DESCRIPTION OF THE TASK –
Rewrite all the rows below as a single numbered list, omitting blank lines. Leave the pictures out of your list.

INPUT –
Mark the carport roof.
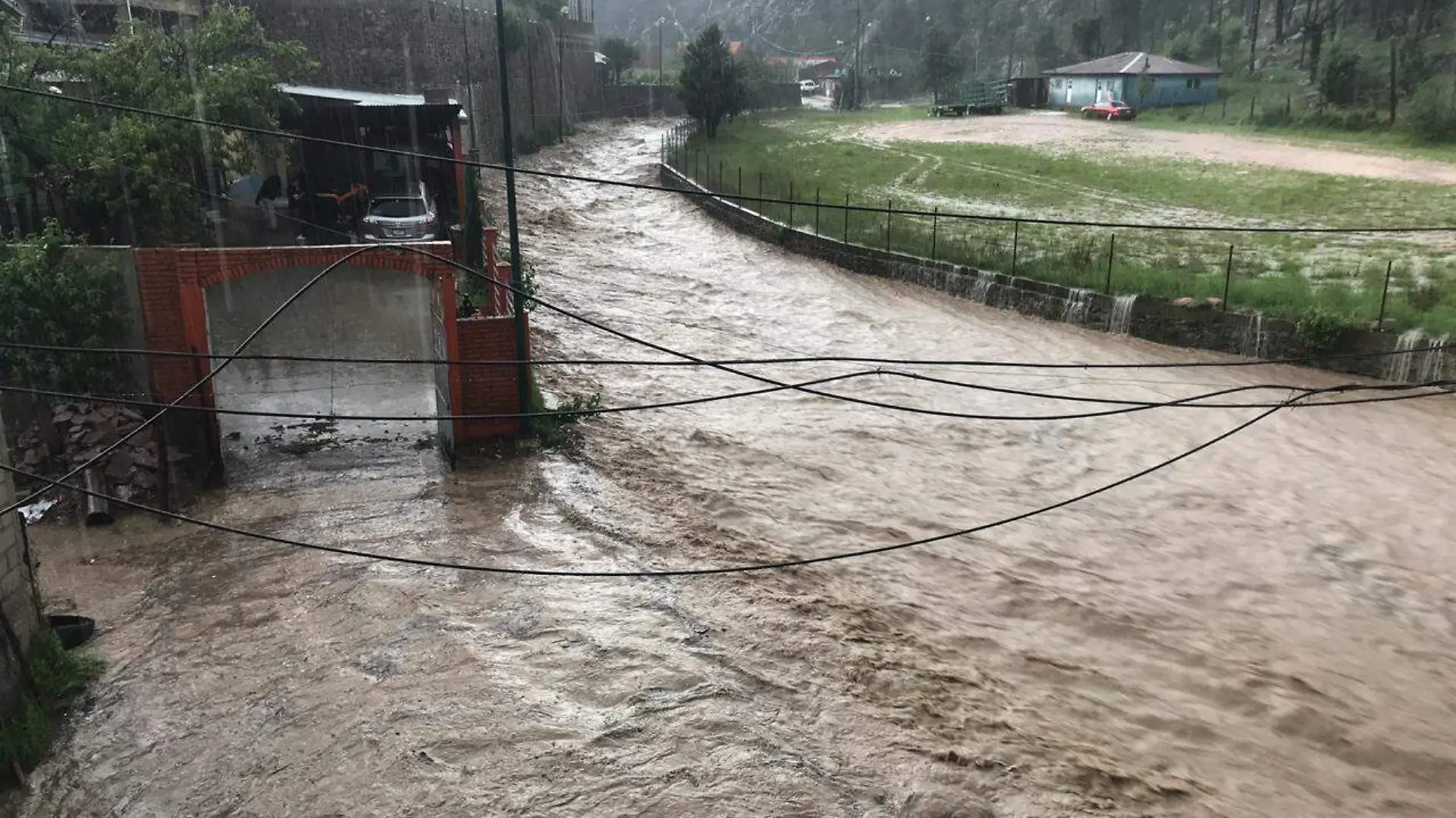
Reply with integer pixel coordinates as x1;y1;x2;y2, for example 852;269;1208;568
1047;51;1223;77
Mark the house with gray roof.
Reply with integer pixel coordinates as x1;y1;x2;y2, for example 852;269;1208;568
1045;51;1222;108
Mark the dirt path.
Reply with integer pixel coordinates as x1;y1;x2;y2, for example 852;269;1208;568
858;113;1456;185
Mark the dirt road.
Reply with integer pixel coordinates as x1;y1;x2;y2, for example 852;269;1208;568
23;124;1456;818
856;112;1456;185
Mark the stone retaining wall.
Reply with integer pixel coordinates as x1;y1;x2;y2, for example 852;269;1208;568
660;165;1456;380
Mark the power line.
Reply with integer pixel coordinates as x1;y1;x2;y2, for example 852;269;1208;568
0;384;1444;579
0;83;1456;234
0;378;1456;422
8;337;1453;370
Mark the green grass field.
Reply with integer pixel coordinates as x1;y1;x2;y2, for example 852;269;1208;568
678;106;1456;333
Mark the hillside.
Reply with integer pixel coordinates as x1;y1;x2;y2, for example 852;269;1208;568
597;0;1456;85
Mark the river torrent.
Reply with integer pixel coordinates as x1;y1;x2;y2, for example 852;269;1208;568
21;124;1456;818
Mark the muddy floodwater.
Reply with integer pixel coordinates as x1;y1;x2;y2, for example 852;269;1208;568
22;124;1456;818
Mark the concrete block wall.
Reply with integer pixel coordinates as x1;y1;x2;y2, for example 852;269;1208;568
660;166;1456;380
0;401;42;716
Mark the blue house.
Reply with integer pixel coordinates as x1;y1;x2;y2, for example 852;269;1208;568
1045;51;1220;108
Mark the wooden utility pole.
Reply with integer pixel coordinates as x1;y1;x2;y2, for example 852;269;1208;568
1249;0;1261;76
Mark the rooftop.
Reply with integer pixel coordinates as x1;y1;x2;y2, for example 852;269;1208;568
1047;51;1223;77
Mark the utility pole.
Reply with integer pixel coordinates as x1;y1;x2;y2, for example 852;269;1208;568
497;0;532;414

ANSWER TO THIS PROBLEM –
1. Mark the carport roof.
2. Reply with integer pixel coordinates as x1;y1;x2;y2, for example 852;269;1208;568
3. 1047;51;1223;77
4. Mark the house with gray roof.
5. Reply with integer pixel coordinates as x1;y1;x2;y2, for example 852;269;1208;568
6. 1045;51;1222;108
7. Mark the dirt path.
8. Reply with integer pixel coordinates as x1;y1;x2;y2, for example 852;269;1208;568
9. 858;113;1456;185
10. Mark the dirt road.
11. Reply with integer pixel coordinates as x1;y1;x2;y2, for example 852;269;1208;568
12. 23;124;1456;818
13. 856;112;1456;185
14. Mark the stone retaining wall.
15. Reply with integer pixel coordinates as x1;y1;x2;y2, for example 852;269;1208;568
16. 660;165;1456;380
17. Mark the power line.
18. Reply with integer pixel coordinates as x1;y1;x2;y2, for example 852;269;1208;568
19. 0;384;1444;579
20. 0;83;1456;234
21. 0;378;1456;422
22. 8;337;1453;370
23. Mark the green grass field.
24. Reply with integer pixel coordinates as x1;y1;x2;y2, for example 852;269;1208;568
25. 678;106;1456;333
26. Mark the hillside.
27. Reply with integer pixel coordinates as x1;y1;x2;y2, for example 852;269;1208;568
28. 597;0;1456;85
29. Mark the river torrent.
30. Reply with integer pixel coordinates as x1;y1;x2;y2, for example 852;269;1208;568
31. 21;124;1456;818
32. Mark the muddy floodwater.
33. Reply with integer pixel coordinates as x1;y1;x2;y2, for example 852;269;1208;568
34. 22;124;1456;818
35. Mark the concrete block wall.
36. Reply with integer pixel coordinates as x1;y1;x2;y2, for example 852;269;1208;568
37. 660;166;1456;380
38. 0;401;42;716
39. Mark the blue house.
40. Reply with integer pixel coordinates as x1;y1;x2;y2, for example 852;269;1208;568
41. 1045;51;1220;108
42. Mark the wooden utility pole.
43. Reply with integer pixel coordinates as x1;y1;x2;y2, for example 852;269;1208;568
44. 1249;0;1261;76
45. Mark the rooftop.
46. Reply with integer pixel coordinates as x1;y1;x2;y2, for example 852;269;1208;568
47. 1047;51;1223;77
48. Mark the utility pole.
49. Reply with integer pixel coordinates as x1;y1;x2;y2, for example 852;269;1208;568
50. 497;0;532;414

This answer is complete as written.